===== Supplied information =====
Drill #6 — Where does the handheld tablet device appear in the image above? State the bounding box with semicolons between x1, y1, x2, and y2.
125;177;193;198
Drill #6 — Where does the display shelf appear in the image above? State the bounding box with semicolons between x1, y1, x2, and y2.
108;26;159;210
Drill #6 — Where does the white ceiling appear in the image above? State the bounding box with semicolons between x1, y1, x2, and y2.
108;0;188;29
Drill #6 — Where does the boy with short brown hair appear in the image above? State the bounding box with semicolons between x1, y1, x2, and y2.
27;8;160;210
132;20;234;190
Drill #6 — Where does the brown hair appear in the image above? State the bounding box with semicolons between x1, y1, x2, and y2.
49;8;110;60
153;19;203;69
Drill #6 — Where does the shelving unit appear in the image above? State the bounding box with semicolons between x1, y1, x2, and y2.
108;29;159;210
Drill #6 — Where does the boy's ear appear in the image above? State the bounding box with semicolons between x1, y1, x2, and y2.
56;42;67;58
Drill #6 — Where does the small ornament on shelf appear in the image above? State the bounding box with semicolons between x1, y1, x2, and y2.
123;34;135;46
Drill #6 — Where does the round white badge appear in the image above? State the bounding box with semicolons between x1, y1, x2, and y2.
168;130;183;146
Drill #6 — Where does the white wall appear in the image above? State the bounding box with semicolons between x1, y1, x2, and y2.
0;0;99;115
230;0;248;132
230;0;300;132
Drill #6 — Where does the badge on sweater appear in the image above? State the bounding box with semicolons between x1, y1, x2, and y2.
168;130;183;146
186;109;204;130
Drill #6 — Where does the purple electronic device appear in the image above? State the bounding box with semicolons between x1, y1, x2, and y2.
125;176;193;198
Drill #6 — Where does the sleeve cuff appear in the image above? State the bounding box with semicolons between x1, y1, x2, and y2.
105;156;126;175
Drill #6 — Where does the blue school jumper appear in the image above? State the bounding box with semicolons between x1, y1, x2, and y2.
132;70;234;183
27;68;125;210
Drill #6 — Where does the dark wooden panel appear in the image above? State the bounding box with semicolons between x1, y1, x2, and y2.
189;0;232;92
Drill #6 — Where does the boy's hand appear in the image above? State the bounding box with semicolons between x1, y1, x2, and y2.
=====
## Exercise details
Rewrite all of the lines above, substituting "bounding rectangle" for every occurrence of "bounding box", with nothing else changed.

## Problem solution
Drill #6 — Where does the handheld tablet device appear in the image above? State the bounding rectangle with semicolons between x1, y1, x2, and y2.
125;177;193;198
Drill #6 — Where does the display shelf appear in the image above? State the bounding rectangle with semicolons between x1, y1, x2, and y2.
108;26;159;210
Drill #6 — Where does the white ceiling appear in the image above? State the bounding rectangle with semicolons between x1, y1, x2, and y2.
108;0;188;29
Drill #6 — Where does the boy with short brown hair appear in the image above? State the bounding rectangle with semicolons between x1, y1, x2, and y2.
27;8;160;210
132;20;234;190
Drill #6 — Where does the brown hair appear in the image above? State the bounding rectangle with semicolons between x1, y1, x2, and y2.
49;8;110;60
153;19;203;69
Drill #6 — Where does the shelving unit appear in the image above? State the bounding rectangle with semicolons between x1, y1, x2, and y2.
108;29;159;210
Drill #6 — Where does the boy's ear appear in the image above? State the bounding rectangle with semicolons between x1, y1, x2, and y2.
56;42;67;58
Drill #6 — Where does the small ornament on shelf appear in the image above? State the bounding rectangle with semicolons between x1, y1, x2, and y2.
123;34;135;46
Drill #6 — Where does the round white badge appear in the image above? State the bounding rectangle with semicolons between x1, y1, x2, and y2.
168;130;183;146
Drill #6 — Where does the white wall appear in the image above? State the bounding rectangle with semicolons between x1, y1, x2, and y2.
0;0;99;115
230;0;248;132
230;0;300;132
Drill #6 — Where does the badge on sweater appear in the image above? State the bounding rectangle with semicolons between x1, y1, x2, and y2.
168;130;183;146
186;109;204;130
Drill #6 — Where does the purple electronic device appear in the image above? State the bounding rectangle with semicolons between x1, y1, x2, and y2.
125;176;193;198
Drill #6 — Where does the sleeve cuff appear in the image above? State the bounding rectangle with semicolons between x1, y1, x2, and y2.
105;156;126;175
Drill #6 — Where does the blue school jumper appear in the image above? State the bounding rectangle with semicolons between x1, y1, x2, and y2.
132;70;234;183
27;68;125;210
Drill #6 — Where does the dark wooden panel appear in the image above? State the bounding rectangle with semicolons between x1, y1, x2, and y2.
189;0;232;92
Drill #6 — Where does the boy's hand appear in the image above? State the bounding rectangle with semicolons between x1, y1, x2, and y2.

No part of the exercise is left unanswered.